◆ LESETEXT ◆
•••••

Mechthild Claus aus Perleberg bekam ihren ersten Fotoapparat mit neun Jahren und hält seitdem ihre Umgebung in Fotografien fest. Mit ihrem eigenen Garten wuchs ihr Interesse an der großen Vielfalt der Insekten. Durch ihr Makroobjektiv entdeckt sie die versteckte Welt der kleinen Tiere und macht sie in ihren Fotografien auf eindrucksvolle Art für uns sichtbar.
Mechthild Claus zur Ausstellung:
"Tiere kennenlernen, die nur etwa einen Zentimeter groß sind, und die fliehen, wenn Riesen wie wir vorbei gehen. Mit langsamen Bewegungen nähere ich mich ihnen und halte meinen Blick in ihre Augen aus nächster Nähe fest.

•••••

Zeilen aus einem Datensatz zum Zeigen:
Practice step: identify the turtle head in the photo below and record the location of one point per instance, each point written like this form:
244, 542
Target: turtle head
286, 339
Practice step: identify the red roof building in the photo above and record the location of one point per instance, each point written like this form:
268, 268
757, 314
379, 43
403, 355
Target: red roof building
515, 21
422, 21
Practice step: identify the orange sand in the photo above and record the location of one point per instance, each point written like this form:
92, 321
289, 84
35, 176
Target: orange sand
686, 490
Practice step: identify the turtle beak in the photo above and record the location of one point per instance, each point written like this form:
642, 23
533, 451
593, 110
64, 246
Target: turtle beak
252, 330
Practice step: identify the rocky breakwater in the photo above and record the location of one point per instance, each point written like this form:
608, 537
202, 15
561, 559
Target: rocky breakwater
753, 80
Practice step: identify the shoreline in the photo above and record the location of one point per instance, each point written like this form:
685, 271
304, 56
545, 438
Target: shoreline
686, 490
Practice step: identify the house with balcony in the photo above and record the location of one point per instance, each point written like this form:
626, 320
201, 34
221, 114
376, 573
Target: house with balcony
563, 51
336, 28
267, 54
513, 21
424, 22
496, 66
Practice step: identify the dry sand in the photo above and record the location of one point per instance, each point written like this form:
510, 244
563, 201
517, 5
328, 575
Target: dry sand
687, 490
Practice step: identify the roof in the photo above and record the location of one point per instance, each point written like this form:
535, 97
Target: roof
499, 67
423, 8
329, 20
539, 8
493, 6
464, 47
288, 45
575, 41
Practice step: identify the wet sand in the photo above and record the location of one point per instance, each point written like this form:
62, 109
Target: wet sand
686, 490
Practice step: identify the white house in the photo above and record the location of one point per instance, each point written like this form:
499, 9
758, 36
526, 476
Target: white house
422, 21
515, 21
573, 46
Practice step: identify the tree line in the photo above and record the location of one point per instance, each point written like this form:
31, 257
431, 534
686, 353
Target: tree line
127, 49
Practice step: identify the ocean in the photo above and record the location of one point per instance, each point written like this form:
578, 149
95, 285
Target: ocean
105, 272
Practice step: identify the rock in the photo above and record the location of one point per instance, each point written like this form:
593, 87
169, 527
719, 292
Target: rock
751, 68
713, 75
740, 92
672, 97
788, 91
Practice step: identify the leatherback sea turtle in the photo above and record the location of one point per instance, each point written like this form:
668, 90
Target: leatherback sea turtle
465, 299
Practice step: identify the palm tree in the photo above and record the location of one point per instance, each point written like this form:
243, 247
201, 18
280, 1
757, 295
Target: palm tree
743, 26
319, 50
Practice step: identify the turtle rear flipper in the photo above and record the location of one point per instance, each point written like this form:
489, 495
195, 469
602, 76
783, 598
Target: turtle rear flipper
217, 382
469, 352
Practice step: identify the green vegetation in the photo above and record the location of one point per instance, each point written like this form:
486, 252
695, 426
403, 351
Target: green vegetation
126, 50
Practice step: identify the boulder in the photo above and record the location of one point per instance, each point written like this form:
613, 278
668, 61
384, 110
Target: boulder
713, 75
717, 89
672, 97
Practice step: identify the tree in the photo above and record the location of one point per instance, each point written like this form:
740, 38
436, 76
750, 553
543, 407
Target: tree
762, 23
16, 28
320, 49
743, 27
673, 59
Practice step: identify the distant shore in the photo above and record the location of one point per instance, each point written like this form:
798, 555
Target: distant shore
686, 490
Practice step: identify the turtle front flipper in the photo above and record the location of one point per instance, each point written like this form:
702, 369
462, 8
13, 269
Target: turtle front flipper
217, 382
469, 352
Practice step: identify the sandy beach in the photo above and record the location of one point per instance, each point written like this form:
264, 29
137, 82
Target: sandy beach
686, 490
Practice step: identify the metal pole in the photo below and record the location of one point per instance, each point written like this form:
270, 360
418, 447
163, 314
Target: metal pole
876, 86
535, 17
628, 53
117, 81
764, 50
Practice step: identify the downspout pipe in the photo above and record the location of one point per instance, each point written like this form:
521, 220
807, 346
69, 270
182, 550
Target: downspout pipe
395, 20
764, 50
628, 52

•••••

◆ GESTELLTE AUFGABE 1 ◆
Schreiben Sie den Abschnitt des Lesetexts zwischen „Mechthild Claus aus“ und „für uns sichtbar.“ einschließlich wortgetreu ab.
◆ GESTELLTE AUFGABE 2 ◆
Übersetzen Sie den folgenden Satz aus dem Lesetext ins Englische: „Mit ihrem eigenen Garten wuchs ihr Interesse an der großen Vielfalt der Insekten.“

◆ LÖSUNG DER AUFGABE 1 ◆
Mechthild Claus aus Perleberg bekam ihren ersten Fotoapparat mit neun Jahren und hält seitdem ihre Umgebung in Fotografien fest. Mit ihrem eigenen Garten wuchs ihr Interesse an der großen Vielfalt der Insekten. Durch ihr Makroobjektiv entdeckt sie die versteckte Welt der kleinen Tiere und macht sie in ihren Fotografien auf eindrucksvolle Art für uns sichtbar.

◆ LÖSUNG DER AUFGABE 2 ◆
With her own garden, her interest in the great variety of insects grew.